• [The request]
Write out all of the rows below, substituting "Locations" for every "Matches" and leaving everything else unchanged. Omit the pictures from your version.

• [Photo labels with their boxes]
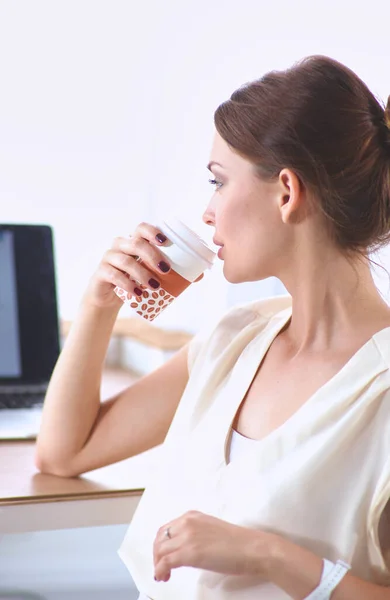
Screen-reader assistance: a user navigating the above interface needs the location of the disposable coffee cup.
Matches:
[114,217,216,321]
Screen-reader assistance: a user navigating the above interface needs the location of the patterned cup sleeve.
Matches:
[114,284,175,321]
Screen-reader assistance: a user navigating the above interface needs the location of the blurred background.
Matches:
[0,0,390,600]
[0,0,390,340]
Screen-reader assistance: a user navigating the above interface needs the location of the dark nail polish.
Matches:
[157,260,171,273]
[148,279,160,290]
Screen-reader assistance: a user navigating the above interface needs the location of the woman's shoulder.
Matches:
[188,295,291,371]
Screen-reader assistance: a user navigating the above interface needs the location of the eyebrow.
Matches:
[207,160,223,171]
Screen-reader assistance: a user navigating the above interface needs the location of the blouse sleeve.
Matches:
[368,456,390,586]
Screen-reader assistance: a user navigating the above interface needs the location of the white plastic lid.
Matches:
[157,216,216,269]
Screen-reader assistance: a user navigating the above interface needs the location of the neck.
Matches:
[280,249,390,354]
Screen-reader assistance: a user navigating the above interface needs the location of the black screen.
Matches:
[0,225,59,384]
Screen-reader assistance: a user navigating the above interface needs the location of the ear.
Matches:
[279,169,304,223]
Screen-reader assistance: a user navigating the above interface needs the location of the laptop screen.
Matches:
[0,224,59,385]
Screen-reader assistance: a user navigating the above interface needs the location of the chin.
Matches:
[223,263,273,283]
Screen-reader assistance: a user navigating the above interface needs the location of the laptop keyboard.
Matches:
[0,392,45,410]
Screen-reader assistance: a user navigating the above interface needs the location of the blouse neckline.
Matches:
[215,307,390,469]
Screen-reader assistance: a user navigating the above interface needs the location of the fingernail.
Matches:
[157,260,171,273]
[148,279,160,290]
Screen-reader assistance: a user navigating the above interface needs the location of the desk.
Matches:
[0,369,160,533]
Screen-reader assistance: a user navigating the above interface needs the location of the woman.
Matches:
[36,56,390,600]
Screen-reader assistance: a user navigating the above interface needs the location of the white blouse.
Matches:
[119,296,390,600]
[138,429,256,600]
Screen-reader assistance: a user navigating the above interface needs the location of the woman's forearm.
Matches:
[36,301,121,475]
[258,534,390,600]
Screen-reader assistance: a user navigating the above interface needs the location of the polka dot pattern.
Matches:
[114,284,175,321]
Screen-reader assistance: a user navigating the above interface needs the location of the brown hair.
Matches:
[214,56,390,256]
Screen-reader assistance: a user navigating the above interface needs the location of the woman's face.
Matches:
[203,133,288,283]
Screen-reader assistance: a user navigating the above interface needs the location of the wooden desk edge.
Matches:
[0,488,145,507]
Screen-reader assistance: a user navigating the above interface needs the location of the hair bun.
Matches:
[385,96,390,129]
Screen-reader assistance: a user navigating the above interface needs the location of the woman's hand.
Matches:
[84,223,203,308]
[153,511,272,581]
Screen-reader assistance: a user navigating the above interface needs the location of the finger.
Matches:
[106,251,161,290]
[112,236,171,275]
[133,222,170,246]
[100,264,142,297]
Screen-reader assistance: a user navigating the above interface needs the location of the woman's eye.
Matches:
[209,179,222,189]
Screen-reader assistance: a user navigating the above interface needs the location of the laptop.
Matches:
[0,224,60,440]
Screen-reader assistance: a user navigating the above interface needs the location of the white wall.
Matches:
[0,0,390,338]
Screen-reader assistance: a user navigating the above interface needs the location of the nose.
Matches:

• [Exercise answer]
Screen-reader assistance: a user navigating the above interface needs the location of the disposable coffee cup.
Locations:
[114,217,216,321]
Screen-reader assistance: a user navigating the above interface needs the location of the patterned cup sleeve.
Locations:
[114,284,175,321]
Screen-reader assistance: a user navigating the above interface needs the location of the blurred background.
Locations:
[0,0,390,600]
[0,0,390,340]
Screen-reader assistance: a user navigating the above interface needs the location of the dark nail polish.
Locations:
[157,260,171,273]
[148,279,160,290]
Screen-reader assistance: a user navigating the above interface needs the location of the woman's shoulder.
Locations:
[188,295,291,371]
Screen-reader assistance: a user navigating the above interface needs the location of the eyebrow.
Locations:
[207,160,223,171]
Screen-reader assistance: a user navigating the above interface needs the location of the blouse sleeve.
Locations:
[368,456,390,586]
Screen-reader assistance: a user navigating the above interface needs the location of the white plastic lid.
Locations:
[157,216,216,269]
Screen-reader assistance: a user navigating the above interface needs the location of the neck.
Locations:
[280,249,390,354]
Screen-reader assistance: a user navigating the above interface needs the location of the black screen.
Locations:
[0,225,59,384]
Screen-reader assistance: a user navigating the above interface needs the location of the ear.
Locations:
[279,169,304,223]
Screen-reader assistance: a user navigating the above interface needs the location of the laptop screen.
Locations:
[0,224,59,385]
Screen-reader assistance: a user navigating the above interface needs the location of the chin.
Locations:
[223,263,273,283]
Screen-reader assistance: a user navigating the above interface needs the location of the laptop keyboard.
Locations:
[0,392,45,410]
Screen-reader assistance: a user navigating the above interface needs the location of the blouse neckline.
Locations:
[215,307,390,469]
Screen-reader assistance: a user navigating the above interface needs the location of the fingernail.
Locations:
[157,260,171,273]
[148,279,160,290]
Screen-reader assistance: a user navigating the above interface needs the location of the desk.
Locations:
[0,369,160,533]
Screen-reader assistance: a user navigating the above interface needs the location of the woman.
Locations:
[36,56,390,600]
Screen-reader assistance: a user navigating the above interface needs the location of the white blouse.
Locations:
[119,296,390,600]
[138,429,256,600]
Screen-reader assistance: a user navigating the above interface needs the location of the woman's forearm.
Locations:
[36,301,121,475]
[258,534,390,600]
Screen-reader assistance: a user navigating the above interface needs the location of the polka dot pattern.
Locations:
[114,284,175,321]
Screen-reader assistance: a user navigating the above interface needs the location of the brown hair.
Locations:
[214,56,390,256]
Screen-reader assistance: a user navigating the above interface needs the location of the woman's face.
Locations:
[203,133,288,283]
Screen-reader assistance: a user navigating the above interface needs the location of the wooden desk edge.
Locations:
[0,488,145,507]
Screen-reader assistance: a user navigating the above interface needs the location of the hair bun.
Locations:
[385,96,390,129]
Screen-reader assistance: a user navigating the above interface needs the location of the woman's hand.
Locations:
[84,223,203,308]
[153,511,272,581]
Screen-reader assistance: a user navigating the above interface needs the location of the finger.
Locations:
[106,251,161,290]
[112,236,171,275]
[133,222,170,246]
[100,264,142,297]
Screen-reader assistance: a user navigating the above interface needs the location of the woman's eye.
Locations:
[209,179,222,189]
Screen-reader assistance: a user navigating the above interface needs the location of the laptop.
Locations:
[0,224,60,440]
Screen-reader assistance: a user navigating the above interface needs the location of the white wall.
Locations:
[0,0,390,338]
Screen-reader assistance: a user navigating the above interface needs the location of the nose.
Locations:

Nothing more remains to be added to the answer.